--- The input Enclosed Below ---

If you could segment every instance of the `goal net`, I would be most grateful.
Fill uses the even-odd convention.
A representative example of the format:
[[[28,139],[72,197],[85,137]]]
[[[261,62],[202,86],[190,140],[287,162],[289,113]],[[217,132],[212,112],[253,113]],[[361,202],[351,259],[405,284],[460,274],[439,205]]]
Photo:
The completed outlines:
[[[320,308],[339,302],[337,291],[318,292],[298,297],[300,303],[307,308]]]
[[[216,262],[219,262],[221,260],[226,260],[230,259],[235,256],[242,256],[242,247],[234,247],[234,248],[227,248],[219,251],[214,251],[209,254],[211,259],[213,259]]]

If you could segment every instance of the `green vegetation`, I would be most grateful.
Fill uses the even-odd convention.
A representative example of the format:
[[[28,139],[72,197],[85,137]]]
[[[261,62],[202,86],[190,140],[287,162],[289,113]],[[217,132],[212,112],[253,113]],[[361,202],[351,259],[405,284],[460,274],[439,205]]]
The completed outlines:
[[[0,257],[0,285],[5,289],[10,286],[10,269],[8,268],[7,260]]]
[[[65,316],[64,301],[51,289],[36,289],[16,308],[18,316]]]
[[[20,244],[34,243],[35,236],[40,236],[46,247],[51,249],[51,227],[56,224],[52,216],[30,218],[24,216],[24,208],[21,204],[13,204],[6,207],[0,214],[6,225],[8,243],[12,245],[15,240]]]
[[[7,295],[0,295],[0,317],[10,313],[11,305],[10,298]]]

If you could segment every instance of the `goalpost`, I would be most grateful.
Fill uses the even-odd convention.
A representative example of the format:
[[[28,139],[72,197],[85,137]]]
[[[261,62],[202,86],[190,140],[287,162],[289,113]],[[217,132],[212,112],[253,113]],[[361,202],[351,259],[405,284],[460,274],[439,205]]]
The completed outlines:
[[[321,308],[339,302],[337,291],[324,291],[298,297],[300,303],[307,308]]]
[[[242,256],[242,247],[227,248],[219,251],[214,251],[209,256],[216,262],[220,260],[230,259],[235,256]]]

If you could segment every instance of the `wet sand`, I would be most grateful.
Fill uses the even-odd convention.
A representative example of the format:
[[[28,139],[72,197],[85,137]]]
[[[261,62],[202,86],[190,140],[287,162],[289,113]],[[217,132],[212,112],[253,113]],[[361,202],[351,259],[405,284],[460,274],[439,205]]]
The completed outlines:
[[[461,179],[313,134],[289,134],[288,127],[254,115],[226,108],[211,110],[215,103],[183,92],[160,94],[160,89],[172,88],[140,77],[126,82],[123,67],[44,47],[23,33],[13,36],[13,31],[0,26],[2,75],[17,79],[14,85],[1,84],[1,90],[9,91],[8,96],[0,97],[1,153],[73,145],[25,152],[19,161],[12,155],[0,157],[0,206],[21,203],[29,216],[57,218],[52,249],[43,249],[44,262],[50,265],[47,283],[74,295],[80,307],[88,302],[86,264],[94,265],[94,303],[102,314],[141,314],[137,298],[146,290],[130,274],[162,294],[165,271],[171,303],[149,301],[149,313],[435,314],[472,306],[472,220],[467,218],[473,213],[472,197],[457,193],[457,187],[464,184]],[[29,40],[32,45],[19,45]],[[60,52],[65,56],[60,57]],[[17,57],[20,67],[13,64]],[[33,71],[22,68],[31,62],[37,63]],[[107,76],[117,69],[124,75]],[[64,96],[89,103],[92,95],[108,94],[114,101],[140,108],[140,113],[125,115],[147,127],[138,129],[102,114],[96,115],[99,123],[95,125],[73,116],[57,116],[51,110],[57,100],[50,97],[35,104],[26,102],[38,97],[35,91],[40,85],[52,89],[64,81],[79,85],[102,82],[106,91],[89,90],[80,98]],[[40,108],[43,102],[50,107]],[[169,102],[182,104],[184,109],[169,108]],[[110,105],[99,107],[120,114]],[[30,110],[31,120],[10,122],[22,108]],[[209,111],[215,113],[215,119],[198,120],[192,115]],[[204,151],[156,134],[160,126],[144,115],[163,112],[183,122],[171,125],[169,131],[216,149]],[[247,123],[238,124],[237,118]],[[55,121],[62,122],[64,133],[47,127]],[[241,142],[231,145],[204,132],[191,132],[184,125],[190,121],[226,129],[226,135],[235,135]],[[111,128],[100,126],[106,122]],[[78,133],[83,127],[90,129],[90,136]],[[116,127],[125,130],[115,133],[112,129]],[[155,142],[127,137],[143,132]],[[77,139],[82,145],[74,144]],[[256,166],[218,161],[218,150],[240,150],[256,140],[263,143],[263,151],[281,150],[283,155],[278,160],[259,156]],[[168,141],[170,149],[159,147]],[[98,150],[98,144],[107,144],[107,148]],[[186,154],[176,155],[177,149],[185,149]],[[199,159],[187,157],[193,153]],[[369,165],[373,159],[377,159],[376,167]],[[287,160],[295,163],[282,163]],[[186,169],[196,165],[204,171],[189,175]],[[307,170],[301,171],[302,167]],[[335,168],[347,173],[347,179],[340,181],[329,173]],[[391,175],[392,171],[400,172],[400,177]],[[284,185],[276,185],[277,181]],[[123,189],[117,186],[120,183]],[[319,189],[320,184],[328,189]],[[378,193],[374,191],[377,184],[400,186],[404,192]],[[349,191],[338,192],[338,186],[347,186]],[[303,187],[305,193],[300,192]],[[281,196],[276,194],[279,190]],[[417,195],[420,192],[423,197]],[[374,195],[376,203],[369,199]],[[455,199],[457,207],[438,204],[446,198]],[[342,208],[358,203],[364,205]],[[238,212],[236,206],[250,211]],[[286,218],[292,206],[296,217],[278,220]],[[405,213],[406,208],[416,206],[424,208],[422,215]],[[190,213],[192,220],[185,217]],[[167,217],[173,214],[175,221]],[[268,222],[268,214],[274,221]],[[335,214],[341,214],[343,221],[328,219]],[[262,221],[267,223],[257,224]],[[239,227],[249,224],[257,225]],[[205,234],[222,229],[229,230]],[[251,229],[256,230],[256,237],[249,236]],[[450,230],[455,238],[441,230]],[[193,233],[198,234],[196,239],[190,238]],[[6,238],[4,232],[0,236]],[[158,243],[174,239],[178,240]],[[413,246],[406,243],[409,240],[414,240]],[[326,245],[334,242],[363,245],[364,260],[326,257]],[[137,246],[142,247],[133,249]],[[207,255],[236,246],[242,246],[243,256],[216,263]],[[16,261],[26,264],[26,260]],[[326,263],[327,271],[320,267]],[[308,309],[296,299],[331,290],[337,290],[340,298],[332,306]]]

--- End of Enclosed The input ---

Copy out each line carrying the string "grateful" from the data.

Expected answer:
If you could segment every instance of the `goal net`, I would be most grateful.
If you could segment every instance of the `green vegetation`, I would be most grateful.
If you could segment every instance of the `goalpost`, I would be most grateful.
If you could segment every instance of the `wet sand`, I would be most grateful.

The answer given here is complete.